▶ **TASK REQUIREMENTS**
Leave out the pictures and copy the remaining records exactly.

▶ **INPUT ROWS**
——————

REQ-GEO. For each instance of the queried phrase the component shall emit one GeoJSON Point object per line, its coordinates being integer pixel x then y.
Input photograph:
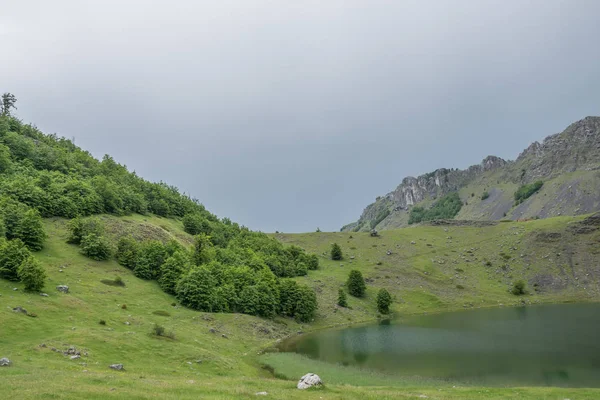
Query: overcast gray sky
{"type": "Point", "coordinates": [288, 115]}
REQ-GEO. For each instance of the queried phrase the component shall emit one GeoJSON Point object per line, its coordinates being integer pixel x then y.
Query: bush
{"type": "Point", "coordinates": [298, 301]}
{"type": "Point", "coordinates": [95, 247]}
{"type": "Point", "coordinates": [172, 270]}
{"type": "Point", "coordinates": [12, 254]}
{"type": "Point", "coordinates": [356, 283]}
{"type": "Point", "coordinates": [526, 191]}
{"type": "Point", "coordinates": [519, 288]}
{"type": "Point", "coordinates": [32, 274]}
{"type": "Point", "coordinates": [342, 300]}
{"type": "Point", "coordinates": [336, 252]}
{"type": "Point", "coordinates": [79, 227]}
{"type": "Point", "coordinates": [384, 300]}
{"type": "Point", "coordinates": [31, 230]}
{"type": "Point", "coordinates": [127, 252]}
{"type": "Point", "coordinates": [313, 262]}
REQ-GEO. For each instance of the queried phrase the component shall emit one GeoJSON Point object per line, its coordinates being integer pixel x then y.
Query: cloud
{"type": "Point", "coordinates": [293, 115]}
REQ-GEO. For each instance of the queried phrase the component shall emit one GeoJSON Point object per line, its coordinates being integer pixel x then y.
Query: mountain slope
{"type": "Point", "coordinates": [568, 163]}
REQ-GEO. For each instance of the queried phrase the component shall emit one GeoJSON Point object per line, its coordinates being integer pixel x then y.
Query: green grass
{"type": "Point", "coordinates": [421, 278]}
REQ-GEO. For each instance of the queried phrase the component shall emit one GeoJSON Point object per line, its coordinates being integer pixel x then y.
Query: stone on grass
{"type": "Point", "coordinates": [63, 288]}
{"type": "Point", "coordinates": [309, 380]}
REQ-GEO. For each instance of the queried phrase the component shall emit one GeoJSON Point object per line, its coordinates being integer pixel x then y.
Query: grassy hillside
{"type": "Point", "coordinates": [200, 363]}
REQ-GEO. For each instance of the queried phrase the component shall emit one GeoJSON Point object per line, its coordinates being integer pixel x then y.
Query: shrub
{"type": "Point", "coordinates": [384, 300]}
{"type": "Point", "coordinates": [159, 330]}
{"type": "Point", "coordinates": [95, 247]}
{"type": "Point", "coordinates": [519, 288]}
{"type": "Point", "coordinates": [336, 252]}
{"type": "Point", "coordinates": [298, 301]}
{"type": "Point", "coordinates": [12, 254]}
{"type": "Point", "coordinates": [127, 252]}
{"type": "Point", "coordinates": [79, 227]}
{"type": "Point", "coordinates": [31, 230]}
{"type": "Point", "coordinates": [172, 270]}
{"type": "Point", "coordinates": [526, 191]}
{"type": "Point", "coordinates": [356, 284]}
{"type": "Point", "coordinates": [313, 262]}
{"type": "Point", "coordinates": [32, 274]}
{"type": "Point", "coordinates": [342, 300]}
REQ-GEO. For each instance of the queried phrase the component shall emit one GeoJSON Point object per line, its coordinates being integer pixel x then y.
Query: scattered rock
{"type": "Point", "coordinates": [309, 380]}
{"type": "Point", "coordinates": [63, 288]}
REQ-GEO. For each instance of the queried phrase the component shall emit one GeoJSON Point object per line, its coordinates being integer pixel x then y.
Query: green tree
{"type": "Point", "coordinates": [313, 262]}
{"type": "Point", "coordinates": [356, 283]}
{"type": "Point", "coordinates": [5, 161]}
{"type": "Point", "coordinates": [8, 102]}
{"type": "Point", "coordinates": [31, 230]}
{"type": "Point", "coordinates": [151, 256]}
{"type": "Point", "coordinates": [12, 254]}
{"type": "Point", "coordinates": [196, 289]}
{"type": "Point", "coordinates": [96, 247]}
{"type": "Point", "coordinates": [384, 300]}
{"type": "Point", "coordinates": [519, 288]}
{"type": "Point", "coordinates": [204, 251]}
{"type": "Point", "coordinates": [336, 252]}
{"type": "Point", "coordinates": [32, 274]}
{"type": "Point", "coordinates": [342, 299]}
{"type": "Point", "coordinates": [172, 270]}
{"type": "Point", "coordinates": [128, 251]}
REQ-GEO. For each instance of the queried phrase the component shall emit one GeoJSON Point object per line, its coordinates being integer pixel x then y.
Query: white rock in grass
{"type": "Point", "coordinates": [309, 380]}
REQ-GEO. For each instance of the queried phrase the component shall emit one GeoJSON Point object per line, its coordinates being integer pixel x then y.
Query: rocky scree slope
{"type": "Point", "coordinates": [568, 163]}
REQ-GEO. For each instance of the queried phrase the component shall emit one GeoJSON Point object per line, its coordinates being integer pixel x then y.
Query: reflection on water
{"type": "Point", "coordinates": [554, 345]}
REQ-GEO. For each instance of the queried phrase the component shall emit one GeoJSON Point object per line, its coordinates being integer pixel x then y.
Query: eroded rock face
{"type": "Point", "coordinates": [309, 380]}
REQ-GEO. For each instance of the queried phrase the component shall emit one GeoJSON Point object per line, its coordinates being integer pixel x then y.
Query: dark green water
{"type": "Point", "coordinates": [552, 345]}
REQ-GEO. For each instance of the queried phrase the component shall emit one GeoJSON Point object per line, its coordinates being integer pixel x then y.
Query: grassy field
{"type": "Point", "coordinates": [218, 355]}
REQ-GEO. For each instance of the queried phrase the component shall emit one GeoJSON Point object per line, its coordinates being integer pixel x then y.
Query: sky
{"type": "Point", "coordinates": [293, 115]}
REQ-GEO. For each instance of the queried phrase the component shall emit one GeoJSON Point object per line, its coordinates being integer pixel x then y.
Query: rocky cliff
{"type": "Point", "coordinates": [564, 161]}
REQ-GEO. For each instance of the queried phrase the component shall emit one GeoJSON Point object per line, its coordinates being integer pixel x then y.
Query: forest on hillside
{"type": "Point", "coordinates": [229, 269]}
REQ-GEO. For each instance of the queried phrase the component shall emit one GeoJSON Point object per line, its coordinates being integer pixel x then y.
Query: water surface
{"type": "Point", "coordinates": [550, 345]}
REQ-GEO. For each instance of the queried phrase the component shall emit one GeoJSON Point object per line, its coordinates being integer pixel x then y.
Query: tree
{"type": "Point", "coordinates": [95, 247]}
{"type": "Point", "coordinates": [31, 230]}
{"type": "Point", "coordinates": [342, 300]}
{"type": "Point", "coordinates": [384, 300]}
{"type": "Point", "coordinates": [12, 254]}
{"type": "Point", "coordinates": [196, 289]}
{"type": "Point", "coordinates": [8, 102]}
{"type": "Point", "coordinates": [519, 288]}
{"type": "Point", "coordinates": [313, 262]}
{"type": "Point", "coordinates": [356, 283]}
{"type": "Point", "coordinates": [32, 274]}
{"type": "Point", "coordinates": [128, 251]}
{"type": "Point", "coordinates": [336, 252]}
{"type": "Point", "coordinates": [171, 271]}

——————

▶ **OUTPUT FOR THIS TASK**
REQ-GEO. For each instance of the queried phrase the component shall emit one GeoJSON Point object per line, its coordinates being integer pixel x then y.
Input photograph:
Query: overcast gray sky
{"type": "Point", "coordinates": [288, 115]}
REQ-GEO. For each instance of the queried phrase the component shall emit one GeoJSON Point object per line, its coordinates being integer pixel x then y.
Query: bush
{"type": "Point", "coordinates": [298, 301]}
{"type": "Point", "coordinates": [95, 247]}
{"type": "Point", "coordinates": [172, 270]}
{"type": "Point", "coordinates": [12, 254]}
{"type": "Point", "coordinates": [356, 283]}
{"type": "Point", "coordinates": [526, 191]}
{"type": "Point", "coordinates": [519, 288]}
{"type": "Point", "coordinates": [32, 274]}
{"type": "Point", "coordinates": [342, 300]}
{"type": "Point", "coordinates": [336, 252]}
{"type": "Point", "coordinates": [79, 227]}
{"type": "Point", "coordinates": [384, 300]}
{"type": "Point", "coordinates": [31, 230]}
{"type": "Point", "coordinates": [127, 252]}
{"type": "Point", "coordinates": [313, 262]}
REQ-GEO. For each instance of the queried phrase the component shall emit one GeoJSON Point object per line, its coordinates being integer pixel x then y.
Query: cloud
{"type": "Point", "coordinates": [293, 115]}
REQ-GEO. For each instance of the queried phrase the component shall emit one GeoJSON Point object per line, its coordinates being integer pixel x then y.
Query: mountain slope
{"type": "Point", "coordinates": [568, 163]}
REQ-GEO. For each instance of the queried phrase the component shall emit one GeoJSON Point object per line, its coordinates being integer pixel x then y.
Query: green grass
{"type": "Point", "coordinates": [421, 278]}
REQ-GEO. For each instance of the queried phrase the component shall emit one GeoJSON Point object per line, its coordinates being integer pixel x then y.
Query: stone on grass
{"type": "Point", "coordinates": [63, 288]}
{"type": "Point", "coordinates": [309, 380]}
REQ-GEO. For each instance of the queried phrase the component shall emit one GeoJSON Point object per line, its coordinates being integer pixel x then y.
Query: grassy hillside
{"type": "Point", "coordinates": [200, 363]}
REQ-GEO. For each instance of the queried phrase the component shall emit one GeoJSON Point object per line, its coordinates being integer pixel x then y.
Query: shrub
{"type": "Point", "coordinates": [384, 300]}
{"type": "Point", "coordinates": [159, 330]}
{"type": "Point", "coordinates": [95, 247]}
{"type": "Point", "coordinates": [519, 288]}
{"type": "Point", "coordinates": [336, 252]}
{"type": "Point", "coordinates": [298, 301]}
{"type": "Point", "coordinates": [12, 254]}
{"type": "Point", "coordinates": [127, 252]}
{"type": "Point", "coordinates": [79, 227]}
{"type": "Point", "coordinates": [31, 230]}
{"type": "Point", "coordinates": [172, 270]}
{"type": "Point", "coordinates": [526, 191]}
{"type": "Point", "coordinates": [356, 284]}
{"type": "Point", "coordinates": [313, 262]}
{"type": "Point", "coordinates": [32, 274]}
{"type": "Point", "coordinates": [342, 300]}
REQ-GEO. For each instance of the queried phrase the component shall emit one GeoJSON Point object per line, its coordinates being integer pixel x then y.
Query: scattered rock
{"type": "Point", "coordinates": [309, 380]}
{"type": "Point", "coordinates": [63, 288]}
REQ-GEO. For each instance of the queried phrase the component shall emit one GeoJSON Point object per line, its coordinates being integer pixel x then y.
Query: green tree
{"type": "Point", "coordinates": [313, 262]}
{"type": "Point", "coordinates": [356, 283]}
{"type": "Point", "coordinates": [5, 161]}
{"type": "Point", "coordinates": [8, 102]}
{"type": "Point", "coordinates": [31, 230]}
{"type": "Point", "coordinates": [151, 256]}
{"type": "Point", "coordinates": [12, 254]}
{"type": "Point", "coordinates": [196, 289]}
{"type": "Point", "coordinates": [96, 247]}
{"type": "Point", "coordinates": [384, 300]}
{"type": "Point", "coordinates": [519, 288]}
{"type": "Point", "coordinates": [204, 251]}
{"type": "Point", "coordinates": [336, 252]}
{"type": "Point", "coordinates": [32, 274]}
{"type": "Point", "coordinates": [342, 299]}
{"type": "Point", "coordinates": [172, 270]}
{"type": "Point", "coordinates": [128, 251]}
REQ-GEO. For each instance of the queried phrase the component shall emit one GeoJSON Point object per line, its coordinates being integer pixel x then y.
Query: white rock in grass
{"type": "Point", "coordinates": [309, 380]}
REQ-GEO. For each instance of the queried phrase the component shall emit one GeoJSON Point object per line, its coordinates being integer pixel x then y.
Query: rocky scree slope
{"type": "Point", "coordinates": [568, 163]}
REQ-GEO. For each instance of the queried phrase the component shall emit one GeoJSON Point object per line, its coordinates being integer pixel x then y.
Query: reflection on water
{"type": "Point", "coordinates": [554, 345]}
REQ-GEO. For each instance of the queried phrase the component shall emit one GeoJSON Point object per line, its coordinates being integer pixel x then y.
Query: eroded rock face
{"type": "Point", "coordinates": [309, 380]}
REQ-GEO. For each instance of the queried phrase the component shall emit one GeoJSON Point object per line, its coordinates being integer pixel x then y.
Query: dark green water
{"type": "Point", "coordinates": [552, 345]}
REQ-GEO. For each instance of the queried phrase the component shall emit one GeoJSON Point object per line, its coordinates being integer pixel x then y.
Query: grassy field
{"type": "Point", "coordinates": [218, 355]}
REQ-GEO. For each instance of the queried phrase the component shall emit one GeoJSON Point object per line, its coordinates being integer pixel x then y.
Query: sky
{"type": "Point", "coordinates": [293, 115]}
REQ-GEO. For each instance of the queried phrase the component shall emit one GeoJSON Point object per line, its coordinates being integer pixel x then y.
Query: rocky cliff
{"type": "Point", "coordinates": [564, 161]}
REQ-GEO. For each instance of the queried phrase the component shall emit one GeoJSON Point object per line, its coordinates being integer pixel x then y.
Query: forest on hillside
{"type": "Point", "coordinates": [229, 269]}
REQ-GEO. For each instance of the queried phrase the component shall emit one GeoJSON Point object per line, its coordinates being integer pixel x then y.
Query: water surface
{"type": "Point", "coordinates": [550, 345]}
REQ-GEO. For each instance of the queried phrase the component shall emit one GeoJSON Point object per line, its coordinates being integer pixel x then y.
Query: tree
{"type": "Point", "coordinates": [95, 247]}
{"type": "Point", "coordinates": [31, 230]}
{"type": "Point", "coordinates": [342, 300]}
{"type": "Point", "coordinates": [384, 300]}
{"type": "Point", "coordinates": [12, 254]}
{"type": "Point", "coordinates": [196, 289]}
{"type": "Point", "coordinates": [8, 102]}
{"type": "Point", "coordinates": [519, 288]}
{"type": "Point", "coordinates": [313, 262]}
{"type": "Point", "coordinates": [356, 283]}
{"type": "Point", "coordinates": [32, 274]}
{"type": "Point", "coordinates": [128, 251]}
{"type": "Point", "coordinates": [336, 252]}
{"type": "Point", "coordinates": [171, 271]}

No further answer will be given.